Dataset records:
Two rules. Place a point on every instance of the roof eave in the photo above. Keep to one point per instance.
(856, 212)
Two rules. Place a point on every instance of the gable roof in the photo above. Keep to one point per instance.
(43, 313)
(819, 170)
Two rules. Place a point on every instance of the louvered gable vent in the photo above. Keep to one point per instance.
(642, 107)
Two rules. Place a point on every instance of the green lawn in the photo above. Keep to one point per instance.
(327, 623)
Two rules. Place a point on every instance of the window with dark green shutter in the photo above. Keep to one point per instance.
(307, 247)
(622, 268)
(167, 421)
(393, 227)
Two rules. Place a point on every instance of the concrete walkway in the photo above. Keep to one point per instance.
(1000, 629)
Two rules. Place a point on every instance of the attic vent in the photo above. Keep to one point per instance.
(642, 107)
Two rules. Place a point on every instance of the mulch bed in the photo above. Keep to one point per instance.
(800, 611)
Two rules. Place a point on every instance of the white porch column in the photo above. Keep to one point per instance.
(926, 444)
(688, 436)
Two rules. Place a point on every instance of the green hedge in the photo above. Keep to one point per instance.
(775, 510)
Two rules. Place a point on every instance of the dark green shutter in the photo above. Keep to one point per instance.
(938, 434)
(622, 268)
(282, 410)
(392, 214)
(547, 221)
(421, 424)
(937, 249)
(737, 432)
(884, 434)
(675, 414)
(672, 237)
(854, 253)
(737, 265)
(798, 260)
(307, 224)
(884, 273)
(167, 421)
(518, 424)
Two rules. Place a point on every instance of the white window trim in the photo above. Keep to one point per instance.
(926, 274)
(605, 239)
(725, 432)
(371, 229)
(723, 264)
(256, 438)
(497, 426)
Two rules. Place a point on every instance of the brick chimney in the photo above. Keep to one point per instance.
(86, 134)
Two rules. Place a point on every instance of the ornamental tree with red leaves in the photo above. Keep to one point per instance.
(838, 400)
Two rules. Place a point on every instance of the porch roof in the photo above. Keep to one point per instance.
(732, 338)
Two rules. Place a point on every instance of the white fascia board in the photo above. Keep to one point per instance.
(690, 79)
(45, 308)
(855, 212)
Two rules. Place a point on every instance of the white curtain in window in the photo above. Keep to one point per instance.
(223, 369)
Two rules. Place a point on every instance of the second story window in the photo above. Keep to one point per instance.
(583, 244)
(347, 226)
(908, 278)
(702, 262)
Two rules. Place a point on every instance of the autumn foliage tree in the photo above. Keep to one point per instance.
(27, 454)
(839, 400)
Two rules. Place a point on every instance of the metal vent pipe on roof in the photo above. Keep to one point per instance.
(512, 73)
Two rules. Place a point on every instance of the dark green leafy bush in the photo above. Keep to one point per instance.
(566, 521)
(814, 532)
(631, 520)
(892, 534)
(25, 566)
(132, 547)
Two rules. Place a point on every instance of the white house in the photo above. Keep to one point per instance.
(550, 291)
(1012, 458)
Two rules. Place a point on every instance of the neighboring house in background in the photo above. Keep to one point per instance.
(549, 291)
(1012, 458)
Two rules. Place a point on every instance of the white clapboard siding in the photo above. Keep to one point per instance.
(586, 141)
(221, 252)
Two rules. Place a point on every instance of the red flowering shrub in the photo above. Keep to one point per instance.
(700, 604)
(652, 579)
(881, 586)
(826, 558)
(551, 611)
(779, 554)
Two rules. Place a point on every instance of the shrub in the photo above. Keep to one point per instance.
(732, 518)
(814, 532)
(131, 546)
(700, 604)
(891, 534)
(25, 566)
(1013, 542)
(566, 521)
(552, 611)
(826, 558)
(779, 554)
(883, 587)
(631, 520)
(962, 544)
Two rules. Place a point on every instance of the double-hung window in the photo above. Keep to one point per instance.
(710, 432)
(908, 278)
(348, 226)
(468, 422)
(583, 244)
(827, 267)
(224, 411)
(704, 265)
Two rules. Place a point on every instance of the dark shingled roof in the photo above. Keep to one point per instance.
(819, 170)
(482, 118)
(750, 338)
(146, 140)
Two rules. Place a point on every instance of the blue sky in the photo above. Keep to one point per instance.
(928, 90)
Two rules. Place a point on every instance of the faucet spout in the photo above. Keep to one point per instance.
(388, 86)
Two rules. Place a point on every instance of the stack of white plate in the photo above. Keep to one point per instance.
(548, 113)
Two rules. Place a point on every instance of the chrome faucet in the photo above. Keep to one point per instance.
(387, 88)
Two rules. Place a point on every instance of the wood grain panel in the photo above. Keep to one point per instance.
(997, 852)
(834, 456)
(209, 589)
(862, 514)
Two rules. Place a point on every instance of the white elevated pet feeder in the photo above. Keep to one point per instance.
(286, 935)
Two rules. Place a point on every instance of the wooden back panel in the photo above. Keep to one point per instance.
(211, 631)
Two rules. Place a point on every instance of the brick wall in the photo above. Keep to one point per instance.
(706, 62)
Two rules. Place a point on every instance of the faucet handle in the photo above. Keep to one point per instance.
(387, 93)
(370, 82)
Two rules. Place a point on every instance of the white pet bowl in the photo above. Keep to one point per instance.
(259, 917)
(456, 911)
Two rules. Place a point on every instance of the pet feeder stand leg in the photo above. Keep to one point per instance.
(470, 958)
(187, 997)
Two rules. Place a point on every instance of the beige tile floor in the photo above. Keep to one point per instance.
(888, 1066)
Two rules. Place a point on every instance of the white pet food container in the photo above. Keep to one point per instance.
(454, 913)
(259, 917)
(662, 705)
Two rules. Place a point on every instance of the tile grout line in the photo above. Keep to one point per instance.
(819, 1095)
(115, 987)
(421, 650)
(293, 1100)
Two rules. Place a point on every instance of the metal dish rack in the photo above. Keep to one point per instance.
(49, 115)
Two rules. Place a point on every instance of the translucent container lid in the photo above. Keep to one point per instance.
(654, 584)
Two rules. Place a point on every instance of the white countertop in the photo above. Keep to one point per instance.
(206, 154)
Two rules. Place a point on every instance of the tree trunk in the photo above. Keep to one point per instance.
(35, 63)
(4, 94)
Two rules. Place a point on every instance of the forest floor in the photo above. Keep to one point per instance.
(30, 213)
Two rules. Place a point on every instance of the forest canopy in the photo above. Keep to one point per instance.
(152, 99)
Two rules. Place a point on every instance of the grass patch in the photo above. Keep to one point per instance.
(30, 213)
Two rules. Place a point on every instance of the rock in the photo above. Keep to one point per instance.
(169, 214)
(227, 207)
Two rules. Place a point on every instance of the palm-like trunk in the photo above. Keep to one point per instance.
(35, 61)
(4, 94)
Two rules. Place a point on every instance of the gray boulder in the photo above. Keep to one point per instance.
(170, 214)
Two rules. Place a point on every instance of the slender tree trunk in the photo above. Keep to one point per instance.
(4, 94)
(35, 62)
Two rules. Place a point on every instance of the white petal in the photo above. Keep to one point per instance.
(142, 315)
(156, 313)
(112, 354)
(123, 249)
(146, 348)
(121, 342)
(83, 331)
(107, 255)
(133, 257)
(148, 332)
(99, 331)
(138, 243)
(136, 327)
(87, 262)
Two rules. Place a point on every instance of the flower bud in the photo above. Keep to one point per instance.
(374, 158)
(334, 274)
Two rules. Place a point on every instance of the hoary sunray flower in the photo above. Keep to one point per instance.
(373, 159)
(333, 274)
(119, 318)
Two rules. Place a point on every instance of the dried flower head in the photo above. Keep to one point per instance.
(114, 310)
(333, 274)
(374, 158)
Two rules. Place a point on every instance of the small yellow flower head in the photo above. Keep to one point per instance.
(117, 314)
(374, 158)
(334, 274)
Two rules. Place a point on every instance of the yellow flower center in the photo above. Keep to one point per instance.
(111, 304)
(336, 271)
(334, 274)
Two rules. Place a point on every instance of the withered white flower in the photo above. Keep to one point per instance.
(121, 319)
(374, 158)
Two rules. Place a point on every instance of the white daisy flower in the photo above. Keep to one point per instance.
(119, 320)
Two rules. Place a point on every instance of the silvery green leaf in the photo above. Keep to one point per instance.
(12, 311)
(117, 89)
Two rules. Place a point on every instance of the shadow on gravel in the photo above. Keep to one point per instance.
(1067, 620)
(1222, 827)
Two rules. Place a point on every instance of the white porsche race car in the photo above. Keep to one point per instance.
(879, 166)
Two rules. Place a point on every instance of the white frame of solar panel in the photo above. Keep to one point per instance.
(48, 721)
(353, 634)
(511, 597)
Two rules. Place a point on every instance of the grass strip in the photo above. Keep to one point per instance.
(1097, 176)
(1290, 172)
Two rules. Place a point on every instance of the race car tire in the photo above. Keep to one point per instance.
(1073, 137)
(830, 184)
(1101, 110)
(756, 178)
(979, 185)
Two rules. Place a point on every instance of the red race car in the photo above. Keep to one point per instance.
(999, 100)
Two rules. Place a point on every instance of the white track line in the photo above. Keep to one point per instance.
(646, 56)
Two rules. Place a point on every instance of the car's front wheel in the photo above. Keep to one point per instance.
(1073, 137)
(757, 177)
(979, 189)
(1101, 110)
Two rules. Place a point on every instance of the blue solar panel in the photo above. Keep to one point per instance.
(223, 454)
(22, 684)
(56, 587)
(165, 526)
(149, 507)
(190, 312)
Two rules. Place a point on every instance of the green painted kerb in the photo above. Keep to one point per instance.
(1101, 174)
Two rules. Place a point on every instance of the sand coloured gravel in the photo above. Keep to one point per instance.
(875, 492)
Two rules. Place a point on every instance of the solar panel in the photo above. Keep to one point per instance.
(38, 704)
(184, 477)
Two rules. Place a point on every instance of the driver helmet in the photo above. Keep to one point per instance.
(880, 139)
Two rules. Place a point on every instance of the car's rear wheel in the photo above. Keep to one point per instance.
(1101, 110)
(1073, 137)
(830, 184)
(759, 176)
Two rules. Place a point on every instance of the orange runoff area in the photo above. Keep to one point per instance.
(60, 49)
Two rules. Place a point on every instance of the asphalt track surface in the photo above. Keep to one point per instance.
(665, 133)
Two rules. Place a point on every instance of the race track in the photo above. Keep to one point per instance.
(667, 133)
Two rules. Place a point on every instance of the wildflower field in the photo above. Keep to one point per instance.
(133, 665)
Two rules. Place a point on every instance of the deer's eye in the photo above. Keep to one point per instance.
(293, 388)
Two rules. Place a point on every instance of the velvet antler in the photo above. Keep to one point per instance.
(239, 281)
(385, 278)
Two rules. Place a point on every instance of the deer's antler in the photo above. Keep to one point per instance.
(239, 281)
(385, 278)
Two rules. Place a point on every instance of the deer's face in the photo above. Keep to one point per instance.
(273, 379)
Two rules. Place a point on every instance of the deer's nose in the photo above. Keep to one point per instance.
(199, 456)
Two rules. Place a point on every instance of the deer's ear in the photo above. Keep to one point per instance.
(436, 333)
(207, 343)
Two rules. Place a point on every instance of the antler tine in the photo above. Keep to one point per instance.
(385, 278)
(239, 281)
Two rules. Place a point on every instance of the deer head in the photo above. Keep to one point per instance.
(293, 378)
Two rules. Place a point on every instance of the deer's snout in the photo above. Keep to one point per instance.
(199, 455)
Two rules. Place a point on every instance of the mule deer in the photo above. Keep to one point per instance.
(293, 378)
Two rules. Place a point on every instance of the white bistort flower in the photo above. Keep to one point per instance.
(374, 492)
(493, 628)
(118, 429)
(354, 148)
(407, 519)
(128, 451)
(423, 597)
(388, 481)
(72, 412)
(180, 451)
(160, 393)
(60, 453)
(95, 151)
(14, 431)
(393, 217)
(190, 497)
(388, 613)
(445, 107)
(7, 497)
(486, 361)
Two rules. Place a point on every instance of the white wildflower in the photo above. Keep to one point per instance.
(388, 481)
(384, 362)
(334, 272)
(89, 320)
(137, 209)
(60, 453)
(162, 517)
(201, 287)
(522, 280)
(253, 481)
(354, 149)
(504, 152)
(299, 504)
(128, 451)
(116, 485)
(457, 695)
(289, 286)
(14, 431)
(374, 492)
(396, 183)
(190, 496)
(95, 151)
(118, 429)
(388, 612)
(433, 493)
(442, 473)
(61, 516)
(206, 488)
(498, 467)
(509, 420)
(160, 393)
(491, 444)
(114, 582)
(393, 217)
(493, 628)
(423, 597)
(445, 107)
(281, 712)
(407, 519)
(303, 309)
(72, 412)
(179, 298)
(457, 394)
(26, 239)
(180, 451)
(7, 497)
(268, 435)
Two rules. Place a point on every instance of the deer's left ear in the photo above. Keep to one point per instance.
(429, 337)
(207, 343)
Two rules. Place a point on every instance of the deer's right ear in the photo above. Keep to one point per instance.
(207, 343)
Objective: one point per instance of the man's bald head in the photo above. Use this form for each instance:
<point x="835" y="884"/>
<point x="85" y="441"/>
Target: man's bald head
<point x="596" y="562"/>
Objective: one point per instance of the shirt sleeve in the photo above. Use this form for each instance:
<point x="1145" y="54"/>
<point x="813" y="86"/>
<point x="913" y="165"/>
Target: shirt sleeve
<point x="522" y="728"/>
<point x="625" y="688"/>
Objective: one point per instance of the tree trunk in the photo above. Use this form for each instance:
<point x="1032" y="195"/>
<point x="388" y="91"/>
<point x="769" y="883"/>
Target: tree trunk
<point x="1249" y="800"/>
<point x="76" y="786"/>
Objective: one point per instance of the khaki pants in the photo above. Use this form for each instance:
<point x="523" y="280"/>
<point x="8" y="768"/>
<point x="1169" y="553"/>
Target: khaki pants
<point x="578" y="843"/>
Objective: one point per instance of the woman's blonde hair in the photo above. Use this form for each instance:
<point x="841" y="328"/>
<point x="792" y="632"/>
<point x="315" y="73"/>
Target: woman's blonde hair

Requirements:
Repeat exactly the lines from the line containing "Objective: one point per instance of the tree" through the end of the listing above; both boundary lines are part of the output.

Solution to the exercise:
Objective: one point per instance of the tree trunk in the photo above. Use this form for each instance:
<point x="1032" y="195"/>
<point x="388" y="91"/>
<point x="769" y="883"/>
Target: tree trunk
<point x="1249" y="800"/>
<point x="76" y="786"/>
Objective: one point per instance of the khaki pants in the photo above. Use this form for each instance:
<point x="523" y="280"/>
<point x="8" y="768"/>
<point x="1169" y="553"/>
Target: khaki pants
<point x="578" y="843"/>
Objective: one point per instance of the woman's blonde hair in the photo above. Use this form for each instance:
<point x="841" y="328"/>
<point x="792" y="632"/>
<point x="315" y="73"/>
Target: woman's blonde hair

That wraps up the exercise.